Eduardo Dieste (1882-1954)

por Carlos Real de Azúa

En la tercera y cuarta década de este siglo, Eduardo Dieste ejerció entre nosotros uno de los pocos magisterios vivos que por aquel tiempo operaron y que tendió, por obra de fervorosos discípulos, a organizarse casi institucionalmente: fueron la “Asociación Teseo” (1925-1930) y las posteriores “Reuniones de Estudio" que animó sobre todo Esther de Cáceres y alcanzó a publicar algunos libros. La autora de “Los Cielos” ha sido, sin duda, la más persistente continuadora de Dieste y el eco principal de su memoria[1] pero también deben mencionarse junto a ella, en el pequeño grupo de los veinte, a Justino Zavala Muniz, a Fernando Pereda, a Giselda Zani, a Adolfo Pastor y aun a otros.

La prédica que suscitó tal atención, sus ideas implícitas, aunaban de muy singular manera las posturas del llamado “novecentismo” español posterior a la primera guerra mundial y su brío revolucionario en los dominios del arte, su adhesión simpática a los “ismos" (fueran cubismo, dadaísmo, surrealismo o creacionismo) más irreverentes, su repudio a lo académico, rutinario, realista y representativo, su voluntad de una expresión artística adecuada a una época dominada por los nuevos meteoros de la velocidad y la mecánica. Eugenio D’Ors, al que siempre hay que referirse entre las fuentes de las ideas de Dieste, fue el pontífice intelectual de esta corriente que igualmente reflejaron entre nosotros, y en su hora, Alberto Lasplaces y Alberto Zum Felde. Como D'Ors, como cierta etapa de Torres García, este novecentismo lleva inviscerado la apetencia a un “clasicismo nuevo”; afirmándose —sobre— más que negando, fluencia, historia, impulsos románticos, diversidades, postulando, con cierto complacido énfasis, lo "solar”, lo "mediterráneo", lo “latino”, la realidad de una “tradición viva” y una clara proclividad platónica o platonizante. También, y como en las corrientes francesas afines, este novecentismo que Dieste encarnó por estas tierras, se daba cercano a una postura cristiana, a un catolicismo de acento intelectual, libre de beatería y de gazmoñería, sentido, sobre todo, como afirmación de espiritualidad, misterio y trascendencia. Jacques Maritain era por aquellos años el prestigio más firme en tal dirección y su nombre debe ser sumado al de D’Ors para deslindar el terreno en que Dieste se movía. Algunas trazas confesas de su pensamiento: “ontologista”, “esencialita”, “metafísico”, ciertos sustantivos que vuelven reiteradamente a sus Juicios: unidad, cualidad, número traslucen el fundamento con que, en el pensamiento tradicional, la posición de Dieste se dotó. Y agréguese todavía, como, última vuelta de tuerca de sus ideas, una despierta filiación liberal, republicana, regionalista —en su versión española—• que Dieste vertió en nuestro medio por un Batllismo en cierto modo paradójico, si se atiende al contexto de su entera posición espiritual.
================
> _Ejercicio planteado a_: Según el texto sobre Eduardo Dieste, ¿en qué años existió la Asociación Teseo?
================
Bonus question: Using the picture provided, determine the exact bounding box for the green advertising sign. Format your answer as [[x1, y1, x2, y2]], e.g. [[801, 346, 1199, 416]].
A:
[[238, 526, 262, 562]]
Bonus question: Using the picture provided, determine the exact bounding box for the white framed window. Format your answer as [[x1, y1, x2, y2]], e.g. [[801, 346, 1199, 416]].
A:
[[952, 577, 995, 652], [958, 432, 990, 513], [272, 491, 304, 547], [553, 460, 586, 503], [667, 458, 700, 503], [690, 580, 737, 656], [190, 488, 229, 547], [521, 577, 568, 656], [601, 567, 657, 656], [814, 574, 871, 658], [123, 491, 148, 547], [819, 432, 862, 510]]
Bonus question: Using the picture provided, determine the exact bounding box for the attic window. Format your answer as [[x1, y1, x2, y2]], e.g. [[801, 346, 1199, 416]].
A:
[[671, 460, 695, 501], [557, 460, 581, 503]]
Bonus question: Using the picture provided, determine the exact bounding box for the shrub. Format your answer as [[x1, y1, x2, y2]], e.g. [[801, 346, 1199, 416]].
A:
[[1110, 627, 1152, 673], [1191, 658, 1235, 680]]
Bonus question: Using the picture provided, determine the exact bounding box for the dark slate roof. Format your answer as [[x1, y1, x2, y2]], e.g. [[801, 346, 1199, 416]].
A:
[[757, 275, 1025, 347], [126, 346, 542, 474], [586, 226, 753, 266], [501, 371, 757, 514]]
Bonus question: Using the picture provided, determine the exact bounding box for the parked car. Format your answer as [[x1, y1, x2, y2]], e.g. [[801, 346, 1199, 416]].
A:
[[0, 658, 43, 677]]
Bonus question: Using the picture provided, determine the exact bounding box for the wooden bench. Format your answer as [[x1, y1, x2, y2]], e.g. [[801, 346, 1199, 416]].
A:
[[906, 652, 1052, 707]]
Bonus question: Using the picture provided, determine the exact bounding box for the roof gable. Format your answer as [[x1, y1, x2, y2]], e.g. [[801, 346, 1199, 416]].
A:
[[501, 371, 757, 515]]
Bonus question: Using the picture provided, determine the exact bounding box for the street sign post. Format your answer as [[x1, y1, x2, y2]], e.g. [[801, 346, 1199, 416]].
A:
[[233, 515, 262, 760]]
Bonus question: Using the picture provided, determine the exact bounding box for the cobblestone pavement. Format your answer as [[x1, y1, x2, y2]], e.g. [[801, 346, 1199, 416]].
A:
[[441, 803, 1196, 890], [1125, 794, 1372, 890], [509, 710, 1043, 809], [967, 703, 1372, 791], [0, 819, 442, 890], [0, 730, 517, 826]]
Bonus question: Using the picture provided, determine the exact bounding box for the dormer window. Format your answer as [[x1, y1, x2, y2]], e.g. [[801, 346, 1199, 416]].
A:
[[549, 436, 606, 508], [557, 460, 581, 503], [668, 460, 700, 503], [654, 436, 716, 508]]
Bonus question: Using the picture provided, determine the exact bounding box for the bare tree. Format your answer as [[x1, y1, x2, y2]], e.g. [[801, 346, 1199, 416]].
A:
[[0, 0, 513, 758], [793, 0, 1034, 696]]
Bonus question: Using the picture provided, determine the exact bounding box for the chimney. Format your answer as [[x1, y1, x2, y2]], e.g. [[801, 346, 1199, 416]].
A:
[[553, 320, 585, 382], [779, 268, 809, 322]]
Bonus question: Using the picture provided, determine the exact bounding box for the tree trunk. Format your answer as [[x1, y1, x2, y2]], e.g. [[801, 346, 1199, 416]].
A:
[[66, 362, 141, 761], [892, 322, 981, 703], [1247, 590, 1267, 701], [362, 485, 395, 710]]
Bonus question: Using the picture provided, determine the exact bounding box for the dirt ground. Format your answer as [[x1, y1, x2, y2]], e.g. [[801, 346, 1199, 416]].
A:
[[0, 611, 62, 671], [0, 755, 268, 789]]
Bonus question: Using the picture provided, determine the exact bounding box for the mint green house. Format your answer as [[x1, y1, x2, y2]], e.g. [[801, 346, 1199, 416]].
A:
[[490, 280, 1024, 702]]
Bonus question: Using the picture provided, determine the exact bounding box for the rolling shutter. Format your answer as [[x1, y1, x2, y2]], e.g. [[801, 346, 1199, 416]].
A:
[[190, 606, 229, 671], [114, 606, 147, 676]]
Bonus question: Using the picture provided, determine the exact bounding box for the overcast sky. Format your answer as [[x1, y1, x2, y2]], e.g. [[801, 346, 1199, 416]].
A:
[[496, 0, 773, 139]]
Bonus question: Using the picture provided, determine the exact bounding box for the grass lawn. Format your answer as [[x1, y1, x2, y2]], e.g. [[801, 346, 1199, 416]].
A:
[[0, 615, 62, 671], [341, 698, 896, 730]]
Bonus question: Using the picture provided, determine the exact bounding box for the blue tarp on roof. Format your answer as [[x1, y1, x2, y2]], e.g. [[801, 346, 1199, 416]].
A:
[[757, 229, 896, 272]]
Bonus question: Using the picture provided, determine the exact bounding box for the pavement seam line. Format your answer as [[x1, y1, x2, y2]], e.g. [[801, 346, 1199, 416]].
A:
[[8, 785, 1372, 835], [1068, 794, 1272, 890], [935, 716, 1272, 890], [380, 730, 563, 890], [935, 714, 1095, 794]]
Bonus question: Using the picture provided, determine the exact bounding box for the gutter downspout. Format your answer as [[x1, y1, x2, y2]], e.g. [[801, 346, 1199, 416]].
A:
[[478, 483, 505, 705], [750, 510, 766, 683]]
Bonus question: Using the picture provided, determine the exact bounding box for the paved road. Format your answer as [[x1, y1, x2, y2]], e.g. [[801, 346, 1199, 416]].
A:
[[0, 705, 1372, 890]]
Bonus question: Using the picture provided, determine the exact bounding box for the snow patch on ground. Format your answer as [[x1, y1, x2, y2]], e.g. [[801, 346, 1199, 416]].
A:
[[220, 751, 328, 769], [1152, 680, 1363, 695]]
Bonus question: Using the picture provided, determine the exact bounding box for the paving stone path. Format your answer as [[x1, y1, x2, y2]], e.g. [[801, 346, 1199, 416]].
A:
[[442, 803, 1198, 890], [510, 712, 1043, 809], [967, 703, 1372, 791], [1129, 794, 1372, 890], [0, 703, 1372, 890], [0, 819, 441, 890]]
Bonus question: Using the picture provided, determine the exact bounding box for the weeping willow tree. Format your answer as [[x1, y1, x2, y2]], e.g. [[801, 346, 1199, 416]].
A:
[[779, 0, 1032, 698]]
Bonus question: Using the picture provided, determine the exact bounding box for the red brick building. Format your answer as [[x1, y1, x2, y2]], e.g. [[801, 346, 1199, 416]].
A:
================
> _Ejercicio planteado b_: Cambia "exact" por "precise" en los registros, en el tramo que va desde la línea que contiene "for the shrub." hasta la que contiene "436, 716, 508]]", ambas incluidas. Devuelve solo esas líneas, sin ningún otro cambio.

> _Respuesta completa a_: De 1925 a 1930.

> _Respuesta completa b_:
Bonus question: Using the picture provided, determine the precise bounding box for the shrub. Format your answer as [[x1, y1, x2, y2]], e.g. [[801, 346, 1199, 416]].
A:
[[1110, 627, 1152, 673], [1191, 658, 1235, 680]]
Bonus question: Using the picture provided, determine the precise bounding box for the dark slate roof. Format your answer as [[x1, y1, x2, y2]], e.g. [[801, 346, 1199, 416]].
A:
[[757, 275, 1025, 347], [126, 346, 542, 474], [586, 226, 753, 266], [501, 371, 757, 514]]
Bonus question: Using the picture provided, determine the precise bounding box for the parked car. Format your answer as [[x1, y1, x2, y2]], e.g. [[801, 346, 1199, 416]].
A:
[[0, 658, 43, 677]]
Bonus question: Using the picture provided, determine the precise bounding box for the wooden bench. Format your answer as [[x1, y1, x2, y2]], e.g. [[801, 346, 1199, 416]].
A:
[[906, 652, 1052, 707]]
Bonus question: Using the picture provided, determine the precise bounding box for the roof gable. Format your answer as [[x1, y1, x2, y2]], e.g. [[801, 346, 1199, 416]].
A:
[[501, 371, 757, 515]]
Bonus question: Using the picture provided, determine the precise bounding box for the street sign post. Format your answer as [[x1, y1, x2, y2]], e.g. [[801, 346, 1199, 416]].
A:
[[233, 515, 262, 760]]
Bonus question: Using the picture provided, determine the precise bounding box for the cobblestone pavement. Format your answer as [[x1, y1, x2, y2]], e.g. [[801, 346, 1199, 416]].
A:
[[441, 803, 1196, 890], [1125, 794, 1372, 890], [509, 710, 1043, 809], [967, 703, 1372, 791], [0, 819, 442, 890], [0, 730, 517, 826]]
Bonus question: Using the picture provided, determine the precise bounding box for the dormer window. Format your answer as [[x1, y1, x2, y2]], e.g. [[801, 346, 1199, 416]].
A:
[[549, 436, 606, 508], [557, 460, 581, 503], [668, 460, 700, 503], [654, 436, 716, 508]]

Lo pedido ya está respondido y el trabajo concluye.